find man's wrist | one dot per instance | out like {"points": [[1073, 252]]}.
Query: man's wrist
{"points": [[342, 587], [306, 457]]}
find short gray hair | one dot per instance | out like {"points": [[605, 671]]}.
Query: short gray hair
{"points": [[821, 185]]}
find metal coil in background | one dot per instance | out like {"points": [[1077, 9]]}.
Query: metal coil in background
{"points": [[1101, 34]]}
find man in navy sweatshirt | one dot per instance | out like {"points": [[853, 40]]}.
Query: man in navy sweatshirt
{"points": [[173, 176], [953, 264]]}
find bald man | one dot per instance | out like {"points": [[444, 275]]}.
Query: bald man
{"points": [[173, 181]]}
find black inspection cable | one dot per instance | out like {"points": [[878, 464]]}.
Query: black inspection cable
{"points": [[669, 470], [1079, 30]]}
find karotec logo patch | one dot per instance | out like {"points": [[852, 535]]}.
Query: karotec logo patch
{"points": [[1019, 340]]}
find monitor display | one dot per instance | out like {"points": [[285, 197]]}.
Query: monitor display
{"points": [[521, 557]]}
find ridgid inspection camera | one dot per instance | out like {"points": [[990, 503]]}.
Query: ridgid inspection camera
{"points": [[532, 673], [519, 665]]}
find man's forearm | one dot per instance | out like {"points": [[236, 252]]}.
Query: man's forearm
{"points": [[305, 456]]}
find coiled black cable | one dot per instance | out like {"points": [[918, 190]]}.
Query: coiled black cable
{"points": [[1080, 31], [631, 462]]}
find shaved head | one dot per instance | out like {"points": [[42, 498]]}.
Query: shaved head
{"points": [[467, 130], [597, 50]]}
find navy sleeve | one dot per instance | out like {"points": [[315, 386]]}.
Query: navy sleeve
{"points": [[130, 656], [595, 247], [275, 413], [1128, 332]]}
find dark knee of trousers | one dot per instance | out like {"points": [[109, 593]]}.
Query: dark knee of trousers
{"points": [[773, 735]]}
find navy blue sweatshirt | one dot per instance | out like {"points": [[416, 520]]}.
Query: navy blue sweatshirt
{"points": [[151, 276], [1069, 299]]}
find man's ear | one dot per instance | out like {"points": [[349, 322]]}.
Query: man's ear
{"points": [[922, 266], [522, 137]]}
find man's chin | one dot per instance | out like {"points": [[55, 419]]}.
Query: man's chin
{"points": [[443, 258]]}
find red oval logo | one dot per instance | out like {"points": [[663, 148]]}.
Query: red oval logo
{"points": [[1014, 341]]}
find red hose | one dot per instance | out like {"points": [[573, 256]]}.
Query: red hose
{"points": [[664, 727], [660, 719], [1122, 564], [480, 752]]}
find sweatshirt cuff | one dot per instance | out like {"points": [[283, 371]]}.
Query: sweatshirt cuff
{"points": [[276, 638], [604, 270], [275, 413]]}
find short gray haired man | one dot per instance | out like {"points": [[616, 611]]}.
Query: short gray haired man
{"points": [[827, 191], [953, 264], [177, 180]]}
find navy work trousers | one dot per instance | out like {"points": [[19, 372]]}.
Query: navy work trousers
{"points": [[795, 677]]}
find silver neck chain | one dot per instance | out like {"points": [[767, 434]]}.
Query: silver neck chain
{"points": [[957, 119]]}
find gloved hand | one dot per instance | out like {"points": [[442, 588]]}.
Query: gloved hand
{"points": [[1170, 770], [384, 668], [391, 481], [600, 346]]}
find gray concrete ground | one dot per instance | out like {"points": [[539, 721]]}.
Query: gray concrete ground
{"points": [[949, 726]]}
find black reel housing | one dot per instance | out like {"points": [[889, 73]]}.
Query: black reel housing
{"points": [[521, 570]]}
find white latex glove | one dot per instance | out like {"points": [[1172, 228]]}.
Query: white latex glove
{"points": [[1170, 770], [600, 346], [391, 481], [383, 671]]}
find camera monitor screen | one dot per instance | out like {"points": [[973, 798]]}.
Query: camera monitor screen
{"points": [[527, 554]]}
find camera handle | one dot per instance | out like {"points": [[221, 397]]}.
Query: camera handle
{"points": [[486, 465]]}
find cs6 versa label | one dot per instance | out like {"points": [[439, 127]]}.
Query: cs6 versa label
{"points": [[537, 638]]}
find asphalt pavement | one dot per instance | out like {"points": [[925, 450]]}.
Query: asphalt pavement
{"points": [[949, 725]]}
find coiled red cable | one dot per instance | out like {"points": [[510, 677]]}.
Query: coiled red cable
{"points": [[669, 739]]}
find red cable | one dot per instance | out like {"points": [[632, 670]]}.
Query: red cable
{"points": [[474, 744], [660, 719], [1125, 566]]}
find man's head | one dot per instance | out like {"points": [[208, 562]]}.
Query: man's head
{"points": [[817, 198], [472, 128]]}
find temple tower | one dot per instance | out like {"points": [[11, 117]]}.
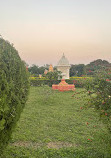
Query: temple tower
{"points": [[64, 66]]}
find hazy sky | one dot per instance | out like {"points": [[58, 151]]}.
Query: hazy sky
{"points": [[41, 30]]}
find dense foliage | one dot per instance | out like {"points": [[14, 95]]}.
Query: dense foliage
{"points": [[14, 87], [75, 70], [77, 81], [100, 95]]}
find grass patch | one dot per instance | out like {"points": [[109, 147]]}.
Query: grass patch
{"points": [[53, 125]]}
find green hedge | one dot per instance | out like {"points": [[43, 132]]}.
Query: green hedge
{"points": [[14, 86], [77, 82]]}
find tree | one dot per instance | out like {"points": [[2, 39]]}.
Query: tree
{"points": [[77, 70], [14, 86]]}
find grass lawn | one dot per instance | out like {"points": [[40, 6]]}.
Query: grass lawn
{"points": [[53, 125]]}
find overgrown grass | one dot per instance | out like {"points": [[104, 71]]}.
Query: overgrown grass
{"points": [[53, 125]]}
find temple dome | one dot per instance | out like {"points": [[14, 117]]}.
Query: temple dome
{"points": [[63, 61]]}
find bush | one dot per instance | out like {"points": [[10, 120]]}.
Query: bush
{"points": [[100, 96], [79, 82], [14, 87]]}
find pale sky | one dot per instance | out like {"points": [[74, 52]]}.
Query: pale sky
{"points": [[41, 30]]}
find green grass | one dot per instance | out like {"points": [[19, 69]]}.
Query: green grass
{"points": [[53, 125]]}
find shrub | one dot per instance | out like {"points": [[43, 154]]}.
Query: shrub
{"points": [[14, 87], [78, 81], [100, 96]]}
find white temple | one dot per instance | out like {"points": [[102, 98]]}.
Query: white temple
{"points": [[64, 66]]}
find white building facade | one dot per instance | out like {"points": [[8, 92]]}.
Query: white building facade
{"points": [[64, 66]]}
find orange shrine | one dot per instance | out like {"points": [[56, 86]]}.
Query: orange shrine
{"points": [[63, 86]]}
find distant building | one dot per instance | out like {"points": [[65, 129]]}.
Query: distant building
{"points": [[64, 66], [50, 69]]}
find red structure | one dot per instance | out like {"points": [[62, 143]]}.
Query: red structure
{"points": [[63, 86]]}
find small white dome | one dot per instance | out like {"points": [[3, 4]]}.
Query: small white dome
{"points": [[63, 61]]}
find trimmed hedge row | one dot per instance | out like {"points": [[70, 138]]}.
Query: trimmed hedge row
{"points": [[14, 87], [39, 82]]}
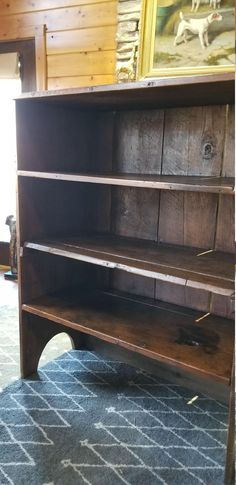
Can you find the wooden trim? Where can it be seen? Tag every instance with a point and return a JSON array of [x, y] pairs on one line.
[[171, 92], [163, 332], [224, 185], [191, 267], [4, 253], [41, 58]]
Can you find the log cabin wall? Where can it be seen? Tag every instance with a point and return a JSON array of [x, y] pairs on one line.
[[76, 47]]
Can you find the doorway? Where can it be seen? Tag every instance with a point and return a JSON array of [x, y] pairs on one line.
[[9, 89]]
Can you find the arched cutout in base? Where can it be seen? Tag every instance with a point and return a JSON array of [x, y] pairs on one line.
[[56, 347], [36, 333]]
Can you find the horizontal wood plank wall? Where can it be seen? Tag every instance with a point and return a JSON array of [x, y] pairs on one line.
[[80, 37]]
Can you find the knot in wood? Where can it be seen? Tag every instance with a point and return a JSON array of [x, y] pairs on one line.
[[208, 150]]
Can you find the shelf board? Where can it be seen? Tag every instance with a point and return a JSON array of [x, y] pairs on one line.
[[195, 268], [162, 331], [224, 185], [165, 92]]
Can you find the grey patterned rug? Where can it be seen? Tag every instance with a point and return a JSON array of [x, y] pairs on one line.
[[95, 422]]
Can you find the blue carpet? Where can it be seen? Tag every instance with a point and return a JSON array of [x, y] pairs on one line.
[[89, 421]]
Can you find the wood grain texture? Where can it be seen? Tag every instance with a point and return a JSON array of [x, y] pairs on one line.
[[207, 90], [27, 6], [41, 58], [84, 40], [194, 143], [80, 81], [156, 330], [163, 182], [229, 149], [81, 63], [138, 142], [72, 27], [187, 133], [135, 212], [177, 264], [82, 17]]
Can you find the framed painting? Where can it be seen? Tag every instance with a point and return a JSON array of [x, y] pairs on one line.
[[186, 37]]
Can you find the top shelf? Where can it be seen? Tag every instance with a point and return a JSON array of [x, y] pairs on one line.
[[221, 185], [162, 93]]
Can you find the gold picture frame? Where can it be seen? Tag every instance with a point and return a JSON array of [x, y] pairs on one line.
[[164, 53]]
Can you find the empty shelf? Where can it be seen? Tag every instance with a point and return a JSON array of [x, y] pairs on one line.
[[224, 185], [196, 268], [162, 331]]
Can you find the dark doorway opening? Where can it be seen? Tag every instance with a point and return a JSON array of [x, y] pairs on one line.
[[26, 52]]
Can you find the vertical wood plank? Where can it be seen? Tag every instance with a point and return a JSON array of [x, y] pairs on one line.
[[193, 145], [225, 230], [229, 152], [41, 58], [138, 144], [135, 212]]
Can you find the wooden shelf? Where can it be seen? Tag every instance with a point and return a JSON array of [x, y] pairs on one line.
[[224, 185], [196, 268], [165, 92], [164, 332]]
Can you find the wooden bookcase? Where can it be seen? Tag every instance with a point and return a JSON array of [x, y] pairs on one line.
[[126, 219]]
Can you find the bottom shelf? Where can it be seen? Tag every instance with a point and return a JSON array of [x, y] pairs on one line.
[[161, 331]]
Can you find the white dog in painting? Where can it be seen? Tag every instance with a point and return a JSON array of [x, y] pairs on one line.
[[196, 26]]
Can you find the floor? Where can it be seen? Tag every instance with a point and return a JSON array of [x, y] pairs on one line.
[[9, 335]]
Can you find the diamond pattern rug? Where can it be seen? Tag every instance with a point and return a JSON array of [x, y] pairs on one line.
[[89, 421]]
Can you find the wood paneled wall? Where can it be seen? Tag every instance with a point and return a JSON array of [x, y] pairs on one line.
[[79, 42]]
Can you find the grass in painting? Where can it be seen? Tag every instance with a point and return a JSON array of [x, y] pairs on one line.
[[166, 57], [220, 54]]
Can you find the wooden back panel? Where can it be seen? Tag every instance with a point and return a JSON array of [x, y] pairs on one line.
[[183, 141]]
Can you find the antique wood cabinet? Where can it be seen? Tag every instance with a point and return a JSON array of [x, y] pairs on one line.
[[126, 233]]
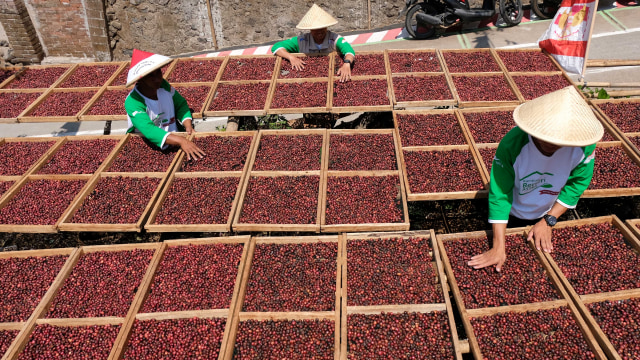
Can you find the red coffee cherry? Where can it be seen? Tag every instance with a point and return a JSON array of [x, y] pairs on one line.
[[595, 258], [13, 104], [483, 88], [619, 321], [49, 342], [526, 61], [423, 88], [292, 277], [101, 284], [391, 272], [259, 68], [553, 333], [195, 71], [442, 171], [40, 202], [522, 279], [362, 152], [17, 157], [429, 129], [176, 339], [362, 200], [198, 201], [89, 76], [224, 153], [79, 157], [281, 200], [424, 61], [470, 61], [285, 339], [37, 78], [399, 336], [116, 200], [23, 283], [140, 155], [194, 277]]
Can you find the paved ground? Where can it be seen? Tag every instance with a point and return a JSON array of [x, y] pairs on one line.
[[616, 36]]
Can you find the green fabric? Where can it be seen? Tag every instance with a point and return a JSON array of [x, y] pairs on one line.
[[503, 175], [579, 179]]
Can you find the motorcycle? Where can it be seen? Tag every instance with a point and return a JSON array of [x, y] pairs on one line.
[[423, 18]]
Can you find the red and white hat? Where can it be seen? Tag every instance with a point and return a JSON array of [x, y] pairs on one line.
[[143, 63]]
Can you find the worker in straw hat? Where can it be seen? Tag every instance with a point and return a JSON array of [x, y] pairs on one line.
[[541, 168], [318, 40], [154, 108]]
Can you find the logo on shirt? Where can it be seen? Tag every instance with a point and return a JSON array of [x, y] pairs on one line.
[[528, 185]]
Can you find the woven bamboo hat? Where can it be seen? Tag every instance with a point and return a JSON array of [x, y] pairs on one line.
[[562, 118], [316, 18], [144, 63]]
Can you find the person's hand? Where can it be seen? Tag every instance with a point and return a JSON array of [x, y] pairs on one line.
[[541, 233], [297, 63], [345, 72], [495, 256]]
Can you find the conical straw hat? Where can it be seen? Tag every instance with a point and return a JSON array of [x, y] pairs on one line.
[[144, 63], [316, 18], [562, 118]]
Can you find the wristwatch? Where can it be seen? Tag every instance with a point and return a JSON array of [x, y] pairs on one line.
[[550, 219]]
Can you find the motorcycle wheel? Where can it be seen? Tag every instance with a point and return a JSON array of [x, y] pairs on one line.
[[545, 9], [419, 31], [511, 11]]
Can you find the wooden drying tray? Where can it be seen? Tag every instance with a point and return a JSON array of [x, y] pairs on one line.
[[467, 314], [66, 225], [450, 195], [442, 279], [27, 117], [482, 103], [13, 77], [19, 91], [580, 300], [178, 61], [523, 52], [424, 102], [615, 192], [237, 112], [399, 226], [239, 315], [298, 110], [15, 190], [364, 108], [27, 326]]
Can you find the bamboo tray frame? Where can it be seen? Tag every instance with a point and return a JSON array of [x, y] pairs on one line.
[[466, 314], [239, 315], [249, 173], [377, 309], [580, 300], [66, 225], [27, 117], [363, 108], [26, 327], [482, 103], [436, 52], [399, 226], [10, 120], [37, 67], [298, 110], [177, 62], [614, 192], [425, 102]]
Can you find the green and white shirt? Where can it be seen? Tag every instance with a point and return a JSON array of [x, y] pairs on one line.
[[304, 43], [155, 119], [525, 183]]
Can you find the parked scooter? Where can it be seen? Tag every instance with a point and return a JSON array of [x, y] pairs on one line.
[[423, 18]]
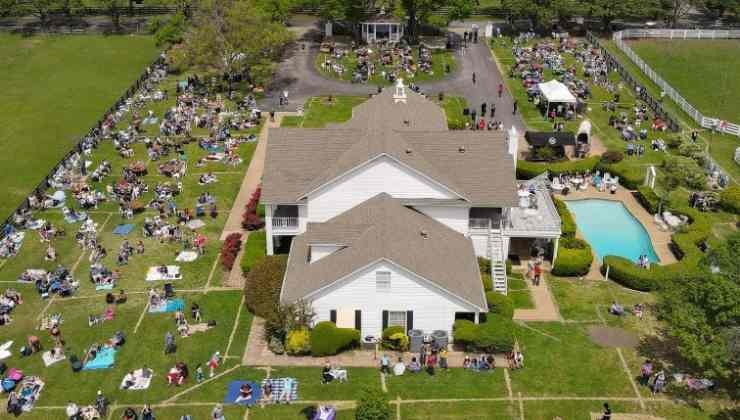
◇ ◇ ◇ ◇ ◇
WHAT IS BEING ASKED
Write out only the lines that run from the line containing "find navy work" through the line containing "find man's head", both included, exactly as they appear above.

RESULT OF THIS TASK
find navy work trousers | one dot per instance | out like {"points": [[19, 372]]}.
Query: navy work trousers
{"points": [[795, 677]]}
find silver neck chain | one dot per instance | out like {"points": [[767, 434]]}.
Query: silver neck chain
{"points": [[957, 119]]}
find gloved hand | one dot per instance | out like {"points": [[442, 588]]}.
Query: gloved hand
{"points": [[1170, 770], [384, 668], [391, 481], [600, 346]]}
find gray concrete ground | one dot per instance | out like {"points": [[539, 721]]}.
Query: gray concrete ground
{"points": [[949, 726]]}
find black reel housing | one dot per instance | out like {"points": [[889, 73]]}.
Query: black reel housing
{"points": [[521, 570]]}
find white latex glove | one dot per instance | out like {"points": [[1172, 228]]}.
Query: white latex glove
{"points": [[1170, 770], [600, 346], [391, 481], [383, 671]]}
find camera monitor screen | one dot per instance | out like {"points": [[973, 798]]}.
Query: camera monitor screen
{"points": [[527, 554]]}
find camera handle | one dot per instance | out like {"points": [[221, 397]]}.
Query: camera handle
{"points": [[486, 465]]}
find cs6 versa label | one dot per instance | out like {"points": [[439, 127]]}.
Query: cs6 versa label
{"points": [[537, 638]]}
find asphalt pavement | one dot per instance | out like {"points": [[925, 450]]}.
Query: asphalt pavement
{"points": [[949, 725]]}
find coiled red cable | one dot per instance | out like {"points": [[510, 677]]}.
Query: coiled red cable
{"points": [[669, 739]]}
find red cable | one dot per instance | out like {"points": [[632, 670]]}.
Query: red cable
{"points": [[474, 744], [660, 719], [1125, 566]]}
find man's head | one dot per instance | out like {"points": [[208, 562]]}.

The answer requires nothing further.